## SET TASK:
Please format all of the entries below as a Markdown table with two columns, "Row" for a running number and "Line" for each non-blank line, omitting any blank lines. Leave the pictures out of your answer.

## MATERIAL PROVIDED:

__________________________________________________

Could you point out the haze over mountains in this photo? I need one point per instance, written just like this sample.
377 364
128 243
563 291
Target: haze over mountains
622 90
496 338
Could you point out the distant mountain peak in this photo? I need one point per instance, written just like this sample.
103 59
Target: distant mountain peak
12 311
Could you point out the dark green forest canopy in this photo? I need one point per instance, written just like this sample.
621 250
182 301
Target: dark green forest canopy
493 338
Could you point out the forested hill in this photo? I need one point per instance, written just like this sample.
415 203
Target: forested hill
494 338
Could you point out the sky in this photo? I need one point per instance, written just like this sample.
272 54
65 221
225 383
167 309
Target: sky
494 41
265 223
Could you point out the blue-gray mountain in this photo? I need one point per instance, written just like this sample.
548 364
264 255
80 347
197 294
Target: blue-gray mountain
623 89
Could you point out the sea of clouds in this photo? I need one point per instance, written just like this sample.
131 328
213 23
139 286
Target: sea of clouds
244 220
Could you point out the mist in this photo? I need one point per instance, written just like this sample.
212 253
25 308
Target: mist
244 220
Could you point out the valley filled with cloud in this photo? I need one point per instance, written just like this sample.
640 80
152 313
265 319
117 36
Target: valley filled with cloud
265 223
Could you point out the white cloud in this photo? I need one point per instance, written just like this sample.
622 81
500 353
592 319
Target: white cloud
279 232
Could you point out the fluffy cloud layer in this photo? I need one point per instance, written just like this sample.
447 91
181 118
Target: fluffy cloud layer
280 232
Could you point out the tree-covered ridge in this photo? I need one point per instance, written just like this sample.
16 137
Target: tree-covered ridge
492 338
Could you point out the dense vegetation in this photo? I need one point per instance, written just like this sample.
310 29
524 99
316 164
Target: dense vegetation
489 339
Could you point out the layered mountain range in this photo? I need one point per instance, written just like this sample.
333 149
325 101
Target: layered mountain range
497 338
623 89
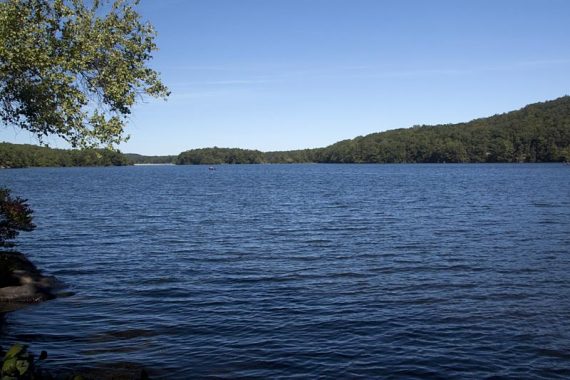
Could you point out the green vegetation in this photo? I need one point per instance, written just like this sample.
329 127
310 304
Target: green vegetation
537 133
22 156
140 159
220 156
15 216
74 70
18 363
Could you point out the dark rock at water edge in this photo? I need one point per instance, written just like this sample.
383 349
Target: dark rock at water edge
21 282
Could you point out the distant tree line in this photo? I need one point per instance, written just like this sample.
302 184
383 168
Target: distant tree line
537 133
141 159
22 156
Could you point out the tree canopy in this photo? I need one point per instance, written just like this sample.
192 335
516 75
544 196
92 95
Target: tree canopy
74 69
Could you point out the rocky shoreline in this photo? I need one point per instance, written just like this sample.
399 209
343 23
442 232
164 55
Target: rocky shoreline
21 282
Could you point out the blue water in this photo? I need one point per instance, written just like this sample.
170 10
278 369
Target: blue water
307 271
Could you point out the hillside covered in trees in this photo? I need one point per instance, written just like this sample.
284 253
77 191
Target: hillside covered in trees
22 156
536 133
539 132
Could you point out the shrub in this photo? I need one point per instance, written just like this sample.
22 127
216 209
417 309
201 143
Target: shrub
15 216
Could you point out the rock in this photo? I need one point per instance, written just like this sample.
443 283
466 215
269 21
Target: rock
21 282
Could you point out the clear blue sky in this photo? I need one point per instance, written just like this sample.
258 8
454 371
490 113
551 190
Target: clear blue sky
288 74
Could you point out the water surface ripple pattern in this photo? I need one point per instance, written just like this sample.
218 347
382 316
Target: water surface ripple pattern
331 271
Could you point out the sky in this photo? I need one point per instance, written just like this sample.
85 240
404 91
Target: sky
292 74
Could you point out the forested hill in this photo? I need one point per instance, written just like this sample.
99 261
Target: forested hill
536 133
23 155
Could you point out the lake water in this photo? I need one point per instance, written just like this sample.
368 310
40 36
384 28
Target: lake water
330 271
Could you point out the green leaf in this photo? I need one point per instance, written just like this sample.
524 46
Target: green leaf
22 366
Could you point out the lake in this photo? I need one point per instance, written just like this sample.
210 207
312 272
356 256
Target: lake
307 271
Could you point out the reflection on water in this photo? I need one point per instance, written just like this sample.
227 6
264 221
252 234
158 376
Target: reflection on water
328 271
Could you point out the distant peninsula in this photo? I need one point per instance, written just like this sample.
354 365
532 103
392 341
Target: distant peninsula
539 132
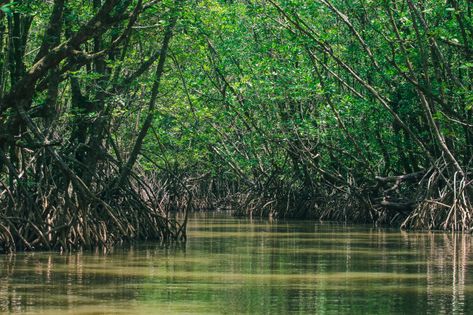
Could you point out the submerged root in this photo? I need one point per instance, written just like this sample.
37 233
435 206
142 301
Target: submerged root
57 211
445 202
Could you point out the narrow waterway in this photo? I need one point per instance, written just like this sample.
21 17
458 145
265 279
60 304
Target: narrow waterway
234 266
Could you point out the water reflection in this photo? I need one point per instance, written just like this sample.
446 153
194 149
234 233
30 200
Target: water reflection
237 266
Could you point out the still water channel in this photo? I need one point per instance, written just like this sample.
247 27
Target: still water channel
234 266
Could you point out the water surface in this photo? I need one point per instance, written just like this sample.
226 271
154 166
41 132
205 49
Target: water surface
234 266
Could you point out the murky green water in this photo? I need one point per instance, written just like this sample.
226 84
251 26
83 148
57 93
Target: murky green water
234 266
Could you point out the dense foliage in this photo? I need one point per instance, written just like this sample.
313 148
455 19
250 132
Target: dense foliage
115 112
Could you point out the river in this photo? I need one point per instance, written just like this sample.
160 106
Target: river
235 266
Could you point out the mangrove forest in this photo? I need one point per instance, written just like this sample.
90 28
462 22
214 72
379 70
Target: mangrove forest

__________________________________________________

## TASK RESULT:
| Row | Line |
|---|---|
| 1 | Could you point out the haze over mountains in this photo? I need one point per instance, written just like this sample. |
| 2 | 377 364 |
| 3 | 128 243 |
| 4 | 563 291 |
| 5 | Target: haze over mountains |
| 6 | 622 90 |
| 7 | 496 338 |
| 8 | Could you point out the distant mountain peak in this photo? I need one point per instance, written just like this sample. |
| 9 | 103 59 |
| 10 | Target: distant mountain peak |
| 11 | 12 311 |
| 12 | Could you point out the dark green forest canopy in this photo? I need one point per instance, written just like this sample. |
| 13 | 621 250 |
| 14 | 182 301 |
| 15 | Target: dark green forest canopy |
| 16 | 493 338 |
| 17 | Could you point out the forested hill in this photo? I need one point per instance, written just like this sample. |
| 18 | 415 203 |
| 19 | Target: forested hill |
| 20 | 494 338 |
| 21 | Could you point out the sky in this photo? I need one point per instance, written just like this sample. |
| 22 | 272 54 |
| 23 | 65 221 |
| 24 | 225 383 |
| 25 | 167 309 |
| 26 | Target: sky |
| 27 | 494 41 |
| 28 | 265 223 |
| 29 | Could you point out the blue-gray mountain in this photo? I need one point per instance, written just like this sample. |
| 30 | 548 364 |
| 31 | 264 255 |
| 32 | 80 347 |
| 33 | 197 294 |
| 34 | Target: blue-gray mountain |
| 35 | 623 89 |
| 36 | Could you point out the sea of clouds in this photo? I need one point per instance, written just like this sample. |
| 37 | 131 328 |
| 38 | 213 23 |
| 39 | 139 286 |
| 40 | Target: sea of clouds |
| 41 | 244 220 |
| 42 | Could you point out the mist in this photo? I need one point per instance, written just like this sample. |
| 43 | 212 253 |
| 44 | 25 308 |
| 45 | Target: mist |
| 46 | 244 220 |
| 47 | Could you point out the valley filled with cloud in this photo? I need one point per instance, written just like this sample. |
| 48 | 640 80 |
| 49 | 152 313 |
| 50 | 265 319 |
| 51 | 117 36 |
| 52 | Target: valley filled with cloud |
| 53 | 265 223 |
| 54 | Could you point out the white cloud in this photo? I need one point per instance, written just like this sample. |
| 55 | 622 81 |
| 56 | 500 353 |
| 57 | 592 319 |
| 58 | Target: white cloud |
| 59 | 279 232 |
| 60 | Could you point out the fluffy cloud layer in this photo? I need one point per instance, written just like this sample. |
| 61 | 447 91 |
| 62 | 181 118 |
| 63 | Target: fluffy cloud layer |
| 64 | 280 232 |
| 65 | Could you point out the tree-covered ridge in this photo? I need one point per instance, written just like this sample. |
| 66 | 16 137 |
| 67 | Target: tree-covered ridge |
| 68 | 492 338 |
| 69 | Could you point out the dense vegetation in this photo? I need one point per instance, written just like this sample. |
| 70 | 310 29 |
| 71 | 524 99 |
| 72 | 316 164 |
| 73 | Target: dense vegetation |
| 74 | 489 339 |
| 75 | Could you point out the layered mountain range in this photo? I need one point per instance, written just like this sample. |
| 76 | 333 149 |
| 77 | 325 101 |
| 78 | Target: layered mountain range |
| 79 | 497 338 |
| 80 | 623 89 |
| 81 | Could you point out the green vegetation in this photo? I need one point per instance, written just like this sample. |
| 82 | 329 127 |
| 83 | 310 304 |
| 84 | Target: green vegetation |
| 85 | 537 133 |
| 86 | 22 156 |
| 87 | 140 159 |
| 88 | 220 156 |
| 89 | 15 216 |
| 90 | 74 70 |
| 91 | 18 363 |
| 92 | Could you point out the dark rock at water edge in this photo? I need one point per instance, written just like this sample. |
| 93 | 383 349 |
| 94 | Target: dark rock at water edge |
| 95 | 21 282 |
| 96 | Could you point out the distant tree line in this photo? I need one point per instance, written just like this sample. |
| 97 | 302 184 |
| 98 | 383 168 |
| 99 | Target: distant tree line |
| 100 | 537 133 |
| 101 | 141 159 |
| 102 | 22 156 |
| 103 | Could you point out the tree canopy in this photo? I need one point per instance, written just like this sample. |
| 104 | 192 335 |
| 105 | 516 75 |
| 106 | 544 196 |
| 107 | 92 95 |
| 108 | Target: tree canopy |
| 109 | 74 69 |
| 110 | Could you point out the rocky shoreline in this photo? I need one point per instance, written just like this sample. |
| 111 | 399 209 |
| 112 | 343 23 |
| 113 | 442 232 |
| 114 | 164 55 |
| 115 | Target: rocky shoreline |
| 116 | 21 282 |
| 117 | Could you point out the blue water in this photo? I need one point per instance, written just like this sample. |
| 118 | 170 10 |
| 119 | 278 369 |
| 120 | Target: blue water |
| 121 | 307 271 |
| 122 | Could you point out the hillside covered in trees in this photo? I need one point per instance, written just like this sample. |
| 123 | 284 253 |
| 124 | 77 191 |
| 125 | Target: hillside covered in trees |
| 126 | 22 156 |
| 127 | 536 133 |
| 128 | 539 132 |
| 129 | Could you point out the shrub in this photo? I need one point per instance, written just like this sample. |
| 130 | 22 127 |
| 131 | 216 209 |
| 132 | 417 309 |
| 133 | 201 143 |
| 134 | Target: shrub |
| 135 | 15 216 |
| 136 | Could you point out the rock in this photo? I need one point per instance, written just like this sample. |
| 137 | 443 283 |
| 138 | 466 215 |
| 139 | 269 21 |
| 140 | Target: rock |
| 141 | 21 282 |
| 142 | Could you point out the clear blue sky in this photo? I need one point per instance, written just like this sample. |
| 143 | 258 8 |
| 144 | 454 371 |
| 145 | 490 113 |
| 146 | 551 190 |
| 147 | Target: clear blue sky |
| 148 | 288 74 |
| 149 | Could you point out the water surface ripple pattern in this photo? I need one point per instance, written just like this sample. |
| 150 | 218 347 |
| 151 | 382 316 |
| 152 | Target: water surface ripple pattern |
| 153 | 331 271 |
| 154 | Could you point out the sky in this photo? I need one point per instance, written just like this sample. |
| 155 | 85 240 |
| 156 | 404 91 |
| 157 | Target: sky |
| 158 | 292 74 |
| 159 | Could you point out the forested hill in this photo? I need one point per instance, written just like this sample. |
| 160 | 99 261 |
| 161 | Target: forested hill |
| 162 | 536 133 |
| 163 | 23 155 |
| 164 | Could you point out the lake water in this photo? I need one point per instance, written just like this sample. |
| 165 | 368 310 |
| 166 | 40 36 |
| 167 | 384 28 |
| 168 | Target: lake water |
| 169 | 330 271 |
| 170 | Could you point out the green leaf in this photo? I need one point per instance, written just like this sample. |
| 171 | 524 46 |
| 172 | Target: green leaf |
| 173 | 22 366 |
| 174 | Could you point out the lake in this photo? I need one point per instance, written just like this sample. |
| 175 | 210 207 |
| 176 | 312 272 |
| 177 | 356 256 |
| 178 | Target: lake |
| 179 | 307 271 |
| 180 | Could you point out the reflection on water in this photo? I need one point per instance, written just like this sample. |
| 181 | 227 6 |
| 182 | 264 221 |
| 183 | 252 234 |
| 184 | 158 376 |
| 185 | Target: reflection on water |
| 186 | 328 271 |
| 187 | Could you point out the distant peninsula in this photo? I need one point per instance, written just like this sample. |
| 188 | 354 365 |
| 189 | 532 103 |
| 190 | 392 341 |
| 191 | Target: distant peninsula |
| 192 | 539 132 |
| 193 | Could you point out the submerged root in this photo? I need one point per instance, written just like this sample. |
| 194 | 37 233 |
| 195 | 435 206 |
| 196 | 142 301 |
| 197 | Target: submerged root |
| 198 | 57 211 |
| 199 | 445 202 |
| 200 | Could you point out the narrow waterway in this photo? I need one point per instance, written just like this sample. |
| 201 | 21 17 |
| 202 | 458 145 |
| 203 | 265 279 |
| 204 | 60 304 |
| 205 | Target: narrow waterway |
| 206 | 234 266 |
| 207 | Could you point out the water reflection in this photo? I need one point per instance, written just like this sample. |
| 208 | 446 153 |
| 209 | 194 149 |
| 210 | 234 233 |
| 211 | 30 200 |
| 212 | Target: water reflection |
| 213 | 237 266 |
| 214 | Could you point out the still water channel in this photo? I need one point per instance, written just like this sample. |
| 215 | 247 27 |
| 216 | Target: still water channel |
| 217 | 234 266 |
| 218 | Could you point out the water surface in this photo? I need one point per instance, written just like this sample. |
| 219 | 226 271 |
| 220 | 154 166 |
| 221 | 41 132 |
| 222 | 205 49 |
| 223 | Target: water surface |
| 224 | 234 266 |
| 225 | Could you point out the murky green water in this photo? I need one point per instance, written just like this sample. |
| 226 | 226 84 |
| 227 | 251 26 |
| 228 | 83 148 |
| 229 | 57 93 |
| 230 | Target: murky green water |
| 231 | 234 266 |
| 232 | Could you point out the dense foliage in this photo? I need one point per instance, written just like this sample. |
| 233 | 313 148 |
| 234 | 455 19 |
| 235 | 250 132 |
| 236 | Target: dense foliage |
| 237 | 115 112 |
| 238 | Could you point out the river in this photo? I need one point per instance, written just like this sample. |
| 239 | 160 106 |
| 240 | Target: river |
| 241 | 235 266 |
| 242 | Could you point out the mangrove forest in this photo? I need one point per instance, written just like this sample. |
| 243 | 90 28 |
| 244 | 462 22 |
| 245 | 214 72 |
| 246 | 379 70 |
| 247 | Target: mangrove forest |